**Written instruction:**
Using the entries below, return word for word the lines from the one containing "refrigerator in the photo above." up to and including the last.

**Stored records:**
════

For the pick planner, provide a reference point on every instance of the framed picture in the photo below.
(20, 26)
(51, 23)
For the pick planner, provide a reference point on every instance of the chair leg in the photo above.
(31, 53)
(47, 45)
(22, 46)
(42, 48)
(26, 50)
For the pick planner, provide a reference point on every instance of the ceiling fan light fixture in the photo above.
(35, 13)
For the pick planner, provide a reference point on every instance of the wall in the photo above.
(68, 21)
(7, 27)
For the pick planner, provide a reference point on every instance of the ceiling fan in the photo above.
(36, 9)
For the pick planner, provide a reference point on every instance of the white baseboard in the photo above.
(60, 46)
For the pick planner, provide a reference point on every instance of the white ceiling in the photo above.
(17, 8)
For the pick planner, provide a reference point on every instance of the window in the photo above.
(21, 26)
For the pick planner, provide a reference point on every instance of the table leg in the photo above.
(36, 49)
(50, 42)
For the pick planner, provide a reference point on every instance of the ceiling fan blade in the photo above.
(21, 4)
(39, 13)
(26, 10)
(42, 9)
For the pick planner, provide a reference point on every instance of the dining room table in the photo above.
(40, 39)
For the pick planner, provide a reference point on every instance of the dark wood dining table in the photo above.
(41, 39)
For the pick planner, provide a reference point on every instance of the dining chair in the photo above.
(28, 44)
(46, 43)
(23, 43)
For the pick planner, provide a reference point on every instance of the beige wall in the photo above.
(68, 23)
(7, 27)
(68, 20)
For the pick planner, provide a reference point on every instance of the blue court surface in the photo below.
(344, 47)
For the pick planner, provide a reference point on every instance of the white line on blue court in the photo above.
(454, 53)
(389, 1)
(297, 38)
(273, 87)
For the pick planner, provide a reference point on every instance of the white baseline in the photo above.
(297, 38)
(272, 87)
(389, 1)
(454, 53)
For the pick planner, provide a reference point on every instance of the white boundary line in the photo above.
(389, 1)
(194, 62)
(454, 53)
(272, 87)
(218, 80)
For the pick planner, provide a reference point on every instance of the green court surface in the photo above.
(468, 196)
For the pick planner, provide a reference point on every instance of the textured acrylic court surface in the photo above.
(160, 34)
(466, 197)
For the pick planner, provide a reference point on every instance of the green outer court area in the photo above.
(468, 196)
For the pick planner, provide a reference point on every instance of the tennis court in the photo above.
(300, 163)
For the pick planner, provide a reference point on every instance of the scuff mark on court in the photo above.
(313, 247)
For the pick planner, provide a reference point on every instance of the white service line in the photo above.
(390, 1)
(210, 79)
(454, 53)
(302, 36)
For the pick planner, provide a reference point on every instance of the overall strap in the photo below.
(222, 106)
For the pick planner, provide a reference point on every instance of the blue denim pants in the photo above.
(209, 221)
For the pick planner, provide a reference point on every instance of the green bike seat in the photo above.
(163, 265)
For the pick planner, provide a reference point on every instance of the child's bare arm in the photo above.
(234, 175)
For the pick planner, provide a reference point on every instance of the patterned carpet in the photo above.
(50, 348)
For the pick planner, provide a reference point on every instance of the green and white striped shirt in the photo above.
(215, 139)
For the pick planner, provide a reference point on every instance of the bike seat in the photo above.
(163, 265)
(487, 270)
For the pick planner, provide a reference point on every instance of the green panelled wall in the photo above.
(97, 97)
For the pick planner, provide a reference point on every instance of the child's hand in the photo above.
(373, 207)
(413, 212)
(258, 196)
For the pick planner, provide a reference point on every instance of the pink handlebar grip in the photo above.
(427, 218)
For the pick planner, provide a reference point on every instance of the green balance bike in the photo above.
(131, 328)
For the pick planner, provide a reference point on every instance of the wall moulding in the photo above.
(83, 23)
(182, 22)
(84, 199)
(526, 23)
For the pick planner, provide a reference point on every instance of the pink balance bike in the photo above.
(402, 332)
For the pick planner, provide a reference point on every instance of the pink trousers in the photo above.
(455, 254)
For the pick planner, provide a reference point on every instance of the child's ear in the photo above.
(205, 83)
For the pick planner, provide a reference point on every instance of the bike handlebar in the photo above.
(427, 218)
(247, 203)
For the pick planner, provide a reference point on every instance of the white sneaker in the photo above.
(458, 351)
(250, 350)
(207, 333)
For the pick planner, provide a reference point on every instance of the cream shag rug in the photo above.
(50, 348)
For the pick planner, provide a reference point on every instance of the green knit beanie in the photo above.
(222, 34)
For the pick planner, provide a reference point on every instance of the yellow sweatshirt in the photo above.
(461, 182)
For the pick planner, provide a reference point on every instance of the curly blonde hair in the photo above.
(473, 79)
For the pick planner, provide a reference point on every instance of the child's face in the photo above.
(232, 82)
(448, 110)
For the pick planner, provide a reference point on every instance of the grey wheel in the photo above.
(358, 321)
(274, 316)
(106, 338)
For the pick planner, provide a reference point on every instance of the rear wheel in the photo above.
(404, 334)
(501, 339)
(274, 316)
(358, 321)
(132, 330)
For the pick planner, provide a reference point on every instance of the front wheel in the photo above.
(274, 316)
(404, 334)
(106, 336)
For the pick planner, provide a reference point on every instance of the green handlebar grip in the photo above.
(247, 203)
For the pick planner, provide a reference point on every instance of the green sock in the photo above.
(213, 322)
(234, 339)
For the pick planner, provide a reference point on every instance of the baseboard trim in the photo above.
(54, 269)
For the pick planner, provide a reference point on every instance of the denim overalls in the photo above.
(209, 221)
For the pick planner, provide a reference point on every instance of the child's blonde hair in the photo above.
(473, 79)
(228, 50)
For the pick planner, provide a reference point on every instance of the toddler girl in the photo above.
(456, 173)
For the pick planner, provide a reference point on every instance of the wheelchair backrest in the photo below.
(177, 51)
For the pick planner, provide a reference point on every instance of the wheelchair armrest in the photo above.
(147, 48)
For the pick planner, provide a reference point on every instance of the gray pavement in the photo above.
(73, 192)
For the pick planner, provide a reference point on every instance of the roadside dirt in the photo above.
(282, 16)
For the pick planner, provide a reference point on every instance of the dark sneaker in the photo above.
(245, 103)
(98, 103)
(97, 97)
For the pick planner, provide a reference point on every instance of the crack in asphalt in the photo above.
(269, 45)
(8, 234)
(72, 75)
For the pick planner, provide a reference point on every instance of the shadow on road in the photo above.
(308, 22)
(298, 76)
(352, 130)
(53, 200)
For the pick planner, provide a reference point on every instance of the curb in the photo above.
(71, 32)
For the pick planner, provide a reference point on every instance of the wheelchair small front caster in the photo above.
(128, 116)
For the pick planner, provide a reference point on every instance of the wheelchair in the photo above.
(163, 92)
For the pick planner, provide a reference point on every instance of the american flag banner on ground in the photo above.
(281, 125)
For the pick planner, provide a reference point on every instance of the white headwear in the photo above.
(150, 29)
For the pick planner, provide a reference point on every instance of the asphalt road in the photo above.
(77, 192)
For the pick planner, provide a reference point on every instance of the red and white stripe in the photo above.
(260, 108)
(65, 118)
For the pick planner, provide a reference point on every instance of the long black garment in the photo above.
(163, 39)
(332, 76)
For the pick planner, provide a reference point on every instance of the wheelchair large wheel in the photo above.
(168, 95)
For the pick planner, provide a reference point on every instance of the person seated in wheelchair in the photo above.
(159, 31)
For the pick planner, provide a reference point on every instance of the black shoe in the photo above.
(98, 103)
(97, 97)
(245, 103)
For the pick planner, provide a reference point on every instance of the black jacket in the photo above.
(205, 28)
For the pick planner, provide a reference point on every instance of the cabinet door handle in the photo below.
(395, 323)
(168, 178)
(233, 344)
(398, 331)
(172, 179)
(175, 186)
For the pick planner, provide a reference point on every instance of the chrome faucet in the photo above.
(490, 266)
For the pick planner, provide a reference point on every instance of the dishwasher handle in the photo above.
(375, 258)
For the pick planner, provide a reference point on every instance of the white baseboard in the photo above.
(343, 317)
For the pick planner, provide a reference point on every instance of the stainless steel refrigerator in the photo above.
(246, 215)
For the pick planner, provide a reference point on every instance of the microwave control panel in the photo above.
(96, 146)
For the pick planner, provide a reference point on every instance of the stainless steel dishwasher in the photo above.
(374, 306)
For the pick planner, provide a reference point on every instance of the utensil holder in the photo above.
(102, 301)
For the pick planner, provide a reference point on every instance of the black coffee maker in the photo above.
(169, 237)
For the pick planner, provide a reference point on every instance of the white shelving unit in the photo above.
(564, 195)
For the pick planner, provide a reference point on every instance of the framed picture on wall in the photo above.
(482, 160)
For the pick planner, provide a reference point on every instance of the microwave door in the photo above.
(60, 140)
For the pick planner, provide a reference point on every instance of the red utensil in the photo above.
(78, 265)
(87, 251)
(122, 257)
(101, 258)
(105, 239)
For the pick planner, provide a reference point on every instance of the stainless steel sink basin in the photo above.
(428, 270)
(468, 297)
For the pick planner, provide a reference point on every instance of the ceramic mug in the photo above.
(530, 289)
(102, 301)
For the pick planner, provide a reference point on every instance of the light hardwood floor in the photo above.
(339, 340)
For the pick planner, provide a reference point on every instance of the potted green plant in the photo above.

════

**Task result:**
For the pick planner, provide a reference point on every instance of the stainless steel refrigerator in the photo above.
(246, 215)
For the pick planner, provide a reference point on every instance of the microwave control panel in the photo above.
(96, 146)
For the pick planner, provide a reference point on every instance of the stainless steel dishwasher in the photo above.
(374, 306)
For the pick planner, provide a reference point on every instance of the utensil holder in the photo above.
(102, 301)
For the pick planner, provide a reference point on every instance of the black coffee maker in the photo above.
(169, 237)
For the pick planner, provide a reference point on every instance of the white shelving unit in the photo above.
(564, 195)
For the pick planner, provide a reference point on every instance of the framed picture on wall in the photo above.
(482, 160)
For the pick planner, provide a reference point on every instance of the microwave door in the photo above.
(60, 140)
For the pick planner, provide a reference point on every instance of the red utensil in the photo above.
(78, 265)
(87, 251)
(122, 257)
(101, 258)
(105, 239)
For the pick planner, provide a reference point on every instance of the stainless steel sink basin in the photo above.
(428, 270)
(468, 297)
For the pick planner, provide a reference point on every instance of the ceramic mug in the photo above.
(530, 289)
(102, 301)
For the pick planner, provide a reference point on every instance of the light hardwood floor in the photo above.
(339, 340)
For the pick planner, provide a reference point on every instance of the potted green plant in the photo above.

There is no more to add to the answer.